Task statement:
Collect every line of the records below that contains the string "white", matching case exactly.

Data listing:
----
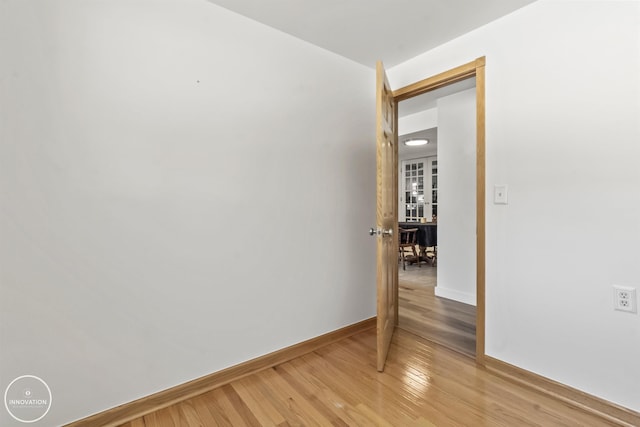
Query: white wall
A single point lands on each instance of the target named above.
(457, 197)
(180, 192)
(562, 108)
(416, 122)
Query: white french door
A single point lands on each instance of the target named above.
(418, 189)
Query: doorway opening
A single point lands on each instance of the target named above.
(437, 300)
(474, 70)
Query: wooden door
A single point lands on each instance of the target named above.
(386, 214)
----
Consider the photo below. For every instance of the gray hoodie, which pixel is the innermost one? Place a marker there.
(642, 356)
----
Written response:
Query: white wall
Query: white french door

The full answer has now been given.